[begin Recorded information]

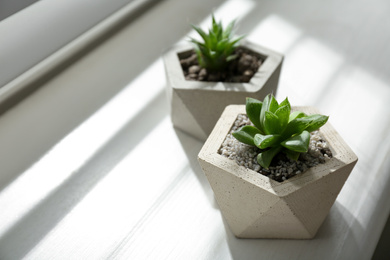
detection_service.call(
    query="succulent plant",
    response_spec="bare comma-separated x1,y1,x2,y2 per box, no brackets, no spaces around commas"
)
190,15,243,71
233,95,329,168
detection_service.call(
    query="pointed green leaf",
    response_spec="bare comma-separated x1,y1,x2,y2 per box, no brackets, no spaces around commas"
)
246,98,264,131
232,125,260,146
275,104,290,133
257,145,282,169
264,111,282,134
281,117,311,139
254,134,280,149
288,111,306,122
268,95,279,113
223,20,236,38
259,95,270,133
305,114,329,132
280,131,310,153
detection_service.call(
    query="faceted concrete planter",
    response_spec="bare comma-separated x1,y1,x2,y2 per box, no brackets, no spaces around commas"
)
198,105,357,239
164,42,283,141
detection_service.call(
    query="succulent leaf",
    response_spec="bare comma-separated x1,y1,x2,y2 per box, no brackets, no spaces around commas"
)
246,98,264,131
268,95,279,113
190,15,244,71
280,131,310,153
306,114,329,132
232,125,260,146
233,94,329,171
254,134,280,149
264,111,281,134
288,111,306,122
275,104,291,132
257,145,282,169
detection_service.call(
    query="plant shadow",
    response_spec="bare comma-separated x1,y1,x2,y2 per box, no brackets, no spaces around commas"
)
224,201,363,259
172,126,219,209
0,88,168,259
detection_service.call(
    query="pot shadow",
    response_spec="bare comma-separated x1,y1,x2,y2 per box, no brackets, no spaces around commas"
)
172,126,219,209
223,201,364,260
0,88,168,259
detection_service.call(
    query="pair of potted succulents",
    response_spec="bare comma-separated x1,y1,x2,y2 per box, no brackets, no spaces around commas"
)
164,17,357,239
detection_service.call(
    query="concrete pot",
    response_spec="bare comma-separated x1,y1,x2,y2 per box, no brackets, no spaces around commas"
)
163,41,283,141
198,105,357,239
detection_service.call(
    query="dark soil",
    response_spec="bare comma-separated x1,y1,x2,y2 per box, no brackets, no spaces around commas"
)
179,47,264,83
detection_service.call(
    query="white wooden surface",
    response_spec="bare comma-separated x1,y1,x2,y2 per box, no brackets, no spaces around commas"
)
0,0,390,259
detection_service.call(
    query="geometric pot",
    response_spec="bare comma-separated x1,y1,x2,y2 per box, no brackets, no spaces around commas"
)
163,41,283,141
198,105,357,239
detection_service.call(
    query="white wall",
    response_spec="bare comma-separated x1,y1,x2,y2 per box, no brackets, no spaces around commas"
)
0,0,142,88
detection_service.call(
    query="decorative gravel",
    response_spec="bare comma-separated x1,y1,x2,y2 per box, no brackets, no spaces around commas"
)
218,114,332,182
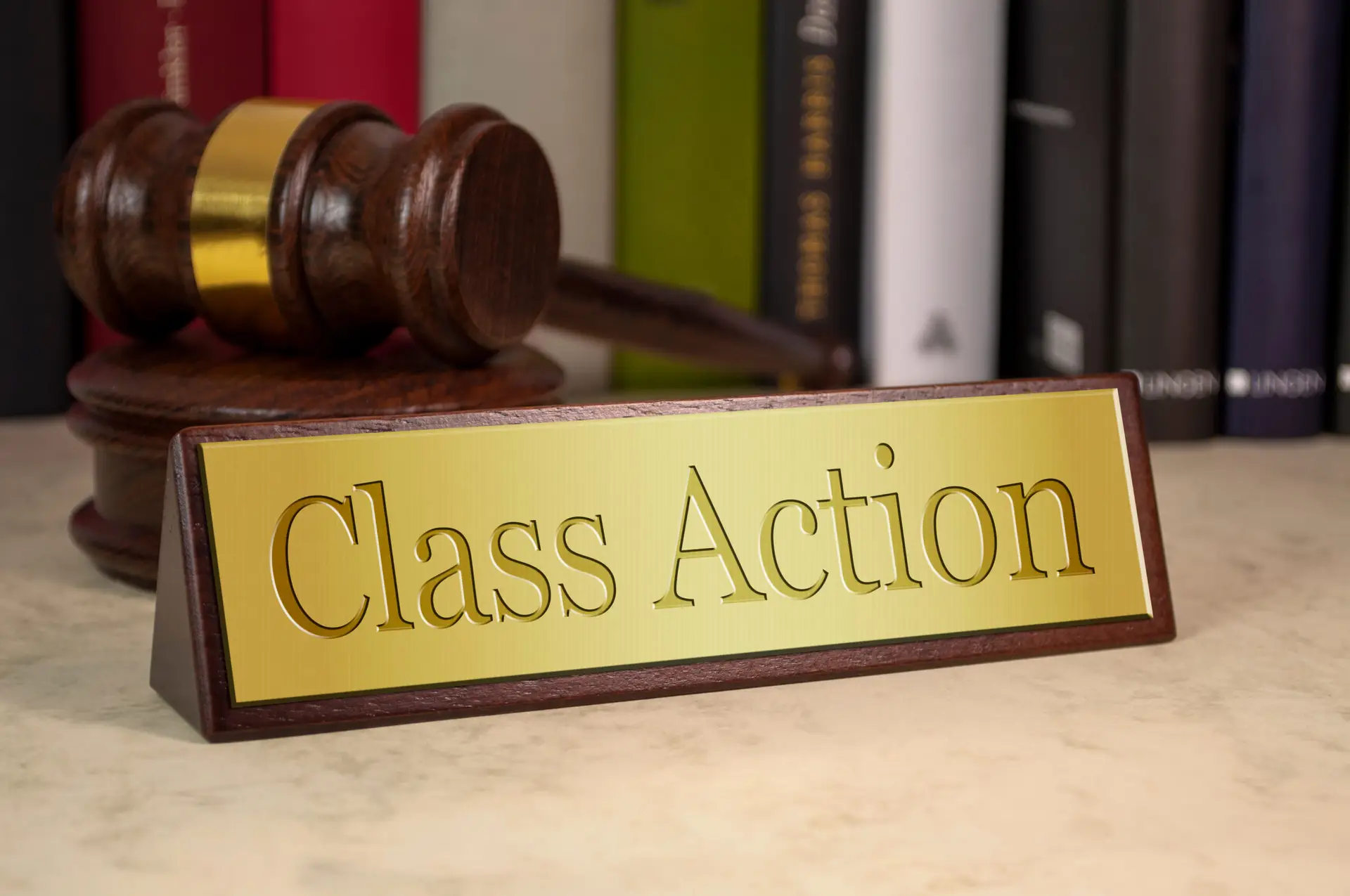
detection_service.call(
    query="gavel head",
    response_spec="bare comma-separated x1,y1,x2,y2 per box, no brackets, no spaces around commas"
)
56,100,559,365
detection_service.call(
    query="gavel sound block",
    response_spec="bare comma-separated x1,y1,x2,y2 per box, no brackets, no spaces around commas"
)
54,100,853,585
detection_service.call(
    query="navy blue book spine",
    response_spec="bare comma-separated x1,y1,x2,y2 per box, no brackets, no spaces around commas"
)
1223,0,1343,437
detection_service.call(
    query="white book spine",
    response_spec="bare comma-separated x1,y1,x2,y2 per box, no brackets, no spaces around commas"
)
423,0,615,397
863,0,1007,386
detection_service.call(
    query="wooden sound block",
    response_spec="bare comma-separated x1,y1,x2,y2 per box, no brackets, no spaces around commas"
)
68,330,563,588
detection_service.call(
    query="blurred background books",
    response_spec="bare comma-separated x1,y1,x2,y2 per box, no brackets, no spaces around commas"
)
8,0,1350,439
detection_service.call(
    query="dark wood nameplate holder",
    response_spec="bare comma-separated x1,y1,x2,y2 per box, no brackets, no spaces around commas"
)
151,375,1176,741
68,330,563,588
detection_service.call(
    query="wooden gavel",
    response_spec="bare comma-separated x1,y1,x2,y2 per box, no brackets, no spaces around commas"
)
56,100,853,386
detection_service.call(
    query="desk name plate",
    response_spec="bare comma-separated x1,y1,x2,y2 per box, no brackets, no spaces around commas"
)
151,375,1174,741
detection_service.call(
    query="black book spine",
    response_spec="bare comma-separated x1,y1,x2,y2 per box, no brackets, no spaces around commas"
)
760,0,867,375
1224,0,1343,437
1001,0,1123,377
1327,16,1350,434
1115,0,1234,439
1330,266,1350,434
0,0,77,415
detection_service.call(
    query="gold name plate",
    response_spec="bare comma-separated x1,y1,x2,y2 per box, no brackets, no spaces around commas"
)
151,377,1174,739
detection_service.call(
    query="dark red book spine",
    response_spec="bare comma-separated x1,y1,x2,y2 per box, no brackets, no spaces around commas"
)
77,0,267,351
267,0,421,131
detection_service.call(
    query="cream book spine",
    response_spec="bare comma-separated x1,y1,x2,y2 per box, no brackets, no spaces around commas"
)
863,0,1007,386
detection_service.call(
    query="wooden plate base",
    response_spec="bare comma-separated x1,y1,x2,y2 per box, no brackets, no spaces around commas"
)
66,330,563,588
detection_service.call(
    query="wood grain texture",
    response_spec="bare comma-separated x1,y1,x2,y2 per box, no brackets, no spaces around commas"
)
54,100,853,386
66,330,563,587
151,374,1176,741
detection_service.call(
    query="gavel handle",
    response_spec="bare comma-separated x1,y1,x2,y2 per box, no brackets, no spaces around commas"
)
544,259,853,387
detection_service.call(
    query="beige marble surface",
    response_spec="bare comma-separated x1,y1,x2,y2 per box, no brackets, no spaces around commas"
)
0,421,1350,896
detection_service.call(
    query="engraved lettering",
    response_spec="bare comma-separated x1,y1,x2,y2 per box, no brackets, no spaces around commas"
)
414,529,493,629
553,513,618,616
999,479,1096,582
872,493,923,591
760,499,830,600
816,469,882,594
271,495,370,638
923,486,998,588
354,481,413,632
491,519,552,622
652,467,768,610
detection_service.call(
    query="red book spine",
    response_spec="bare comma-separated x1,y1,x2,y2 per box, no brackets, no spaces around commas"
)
77,0,267,351
267,0,421,131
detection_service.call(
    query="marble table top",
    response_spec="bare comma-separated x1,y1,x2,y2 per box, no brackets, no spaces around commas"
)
0,420,1350,896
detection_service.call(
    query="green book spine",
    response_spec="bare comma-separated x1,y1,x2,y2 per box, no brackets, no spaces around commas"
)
615,0,764,389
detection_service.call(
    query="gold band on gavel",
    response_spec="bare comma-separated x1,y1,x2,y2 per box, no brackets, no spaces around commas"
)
189,100,319,348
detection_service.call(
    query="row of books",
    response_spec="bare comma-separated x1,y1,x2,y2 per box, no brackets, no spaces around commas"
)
8,0,1350,437
616,0,1350,439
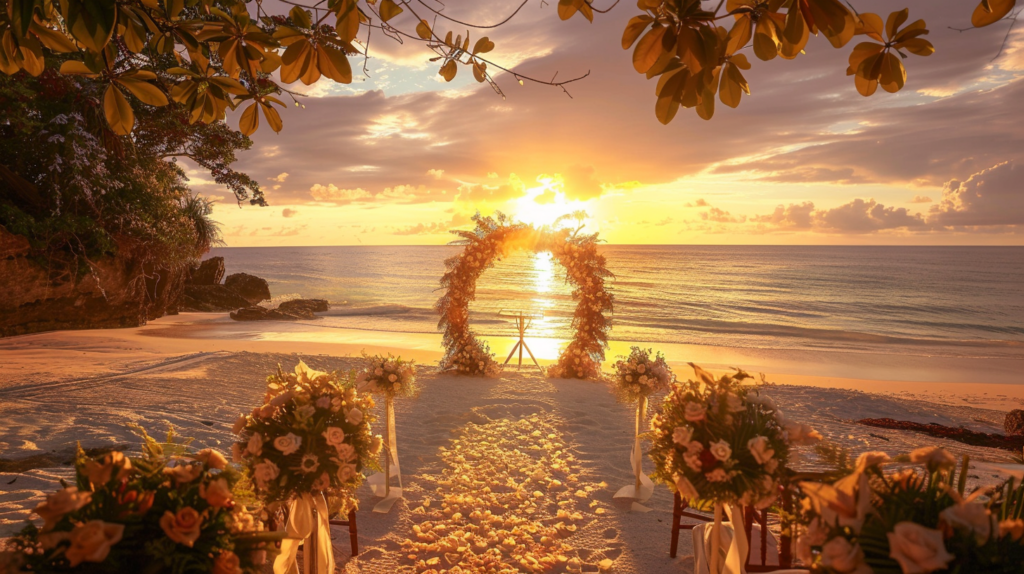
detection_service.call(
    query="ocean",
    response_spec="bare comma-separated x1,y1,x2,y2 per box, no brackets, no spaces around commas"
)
211,246,1024,358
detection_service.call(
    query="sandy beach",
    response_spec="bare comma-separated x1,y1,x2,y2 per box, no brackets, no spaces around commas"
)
0,313,1024,573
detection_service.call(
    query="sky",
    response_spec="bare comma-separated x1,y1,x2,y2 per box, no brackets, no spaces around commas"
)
186,0,1024,247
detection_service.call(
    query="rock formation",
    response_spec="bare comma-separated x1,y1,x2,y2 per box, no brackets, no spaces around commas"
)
224,273,270,305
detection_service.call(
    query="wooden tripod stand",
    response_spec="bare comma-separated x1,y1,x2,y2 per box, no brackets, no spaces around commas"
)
498,310,544,371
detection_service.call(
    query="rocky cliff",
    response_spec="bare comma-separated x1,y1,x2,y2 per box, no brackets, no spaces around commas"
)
0,226,187,337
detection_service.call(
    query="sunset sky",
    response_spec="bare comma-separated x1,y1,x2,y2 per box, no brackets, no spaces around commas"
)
188,0,1024,247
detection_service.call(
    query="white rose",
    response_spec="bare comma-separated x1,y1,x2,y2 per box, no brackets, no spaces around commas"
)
939,502,995,544
345,408,362,425
324,427,345,446
887,522,956,574
821,536,871,574
273,433,302,456
710,440,732,462
672,427,693,446
746,436,775,465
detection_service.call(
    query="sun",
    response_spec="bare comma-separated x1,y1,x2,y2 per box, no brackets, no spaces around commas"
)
512,177,585,226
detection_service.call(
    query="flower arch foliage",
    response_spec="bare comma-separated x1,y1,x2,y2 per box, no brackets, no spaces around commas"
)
434,213,612,379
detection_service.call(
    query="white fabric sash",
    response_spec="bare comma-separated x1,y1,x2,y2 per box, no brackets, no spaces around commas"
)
612,396,654,513
367,396,401,514
273,492,334,574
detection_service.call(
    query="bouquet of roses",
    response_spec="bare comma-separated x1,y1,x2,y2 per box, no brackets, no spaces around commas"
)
355,353,420,397
614,347,674,403
650,363,820,509
797,447,1024,574
547,340,601,379
231,361,382,513
0,432,280,574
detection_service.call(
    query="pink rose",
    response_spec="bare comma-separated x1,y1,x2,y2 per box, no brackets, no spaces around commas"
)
887,522,956,574
160,506,203,548
65,520,125,568
33,486,92,532
199,478,233,509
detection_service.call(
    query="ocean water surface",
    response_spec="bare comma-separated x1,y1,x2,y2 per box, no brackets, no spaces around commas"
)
211,246,1024,358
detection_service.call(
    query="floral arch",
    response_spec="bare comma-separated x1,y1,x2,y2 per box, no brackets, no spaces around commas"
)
434,213,612,379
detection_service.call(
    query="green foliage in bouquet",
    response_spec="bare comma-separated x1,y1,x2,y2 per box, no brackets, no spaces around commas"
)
231,361,382,514
797,447,1024,574
0,428,280,574
355,353,420,398
650,363,820,509
613,347,676,403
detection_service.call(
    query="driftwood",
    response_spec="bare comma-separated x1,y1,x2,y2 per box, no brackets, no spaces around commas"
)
857,418,1024,453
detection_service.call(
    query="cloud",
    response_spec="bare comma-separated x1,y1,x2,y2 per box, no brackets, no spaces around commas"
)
309,183,372,205
929,162,1024,226
751,198,929,234
561,166,603,201
700,208,746,223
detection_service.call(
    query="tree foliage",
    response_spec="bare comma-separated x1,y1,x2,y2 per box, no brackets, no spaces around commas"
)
0,0,1016,136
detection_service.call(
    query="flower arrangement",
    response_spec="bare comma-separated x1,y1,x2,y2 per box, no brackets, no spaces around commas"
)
0,431,280,574
650,363,820,509
797,447,1024,574
231,361,382,514
614,347,674,403
434,213,612,379
355,353,420,397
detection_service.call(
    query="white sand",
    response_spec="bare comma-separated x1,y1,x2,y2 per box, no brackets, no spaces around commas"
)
0,314,1024,573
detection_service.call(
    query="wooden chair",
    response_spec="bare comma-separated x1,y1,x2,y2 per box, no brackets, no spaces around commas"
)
669,492,793,572
669,473,835,572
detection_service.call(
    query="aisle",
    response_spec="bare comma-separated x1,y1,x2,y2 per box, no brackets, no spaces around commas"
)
335,369,692,573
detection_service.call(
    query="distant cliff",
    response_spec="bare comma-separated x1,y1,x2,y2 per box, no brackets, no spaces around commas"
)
0,226,188,337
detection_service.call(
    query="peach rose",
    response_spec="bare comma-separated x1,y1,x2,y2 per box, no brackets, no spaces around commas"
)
324,427,345,446
253,458,281,484
939,502,995,544
999,519,1024,542
84,450,131,490
213,550,242,574
199,478,233,509
709,440,732,461
683,401,708,423
672,475,700,501
33,486,92,532
821,536,871,574
887,522,956,574
160,506,203,548
273,433,302,456
338,465,355,483
65,520,125,568
345,408,362,425
196,448,227,471
746,436,775,465
246,433,263,456
672,427,693,446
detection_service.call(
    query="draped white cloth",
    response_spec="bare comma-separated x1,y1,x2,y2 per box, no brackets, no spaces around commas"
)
273,492,334,574
612,397,654,513
367,396,401,514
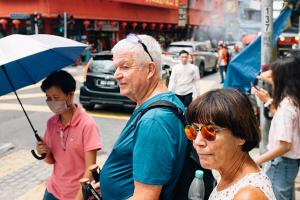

[end Recorded information]

▶ [What to do]:
Reproduce the items above from their first line through the line that contains "164,42,283,141", including both ends. Leave the pictures out.

▶ [Exercise response]:
detection_service.call(
    query="succulent plant",
    response_spec="bare comma-separated x1,y1,x2,y2 per box, no brackets, no spaces around commas"
)
190,15,243,71
233,95,329,168
detection_service.call(
    query="pointed green leaf",
    response_spec="bare comma-separated x1,y1,x2,y2 per box, no brackets, no spaces around commas"
)
246,98,264,131
232,125,260,146
275,104,290,133
257,145,282,169
264,111,282,134
281,117,311,139
254,134,280,149
288,111,306,122
268,95,279,113
223,20,236,38
259,95,270,133
305,114,329,132
280,131,310,153
detection_service.call(
    query="faceted concrete planter",
    response_spec="bare comma-separated x1,y1,x2,y2 per box, no brackets, no spaces around commas"
)
198,105,357,239
164,42,283,141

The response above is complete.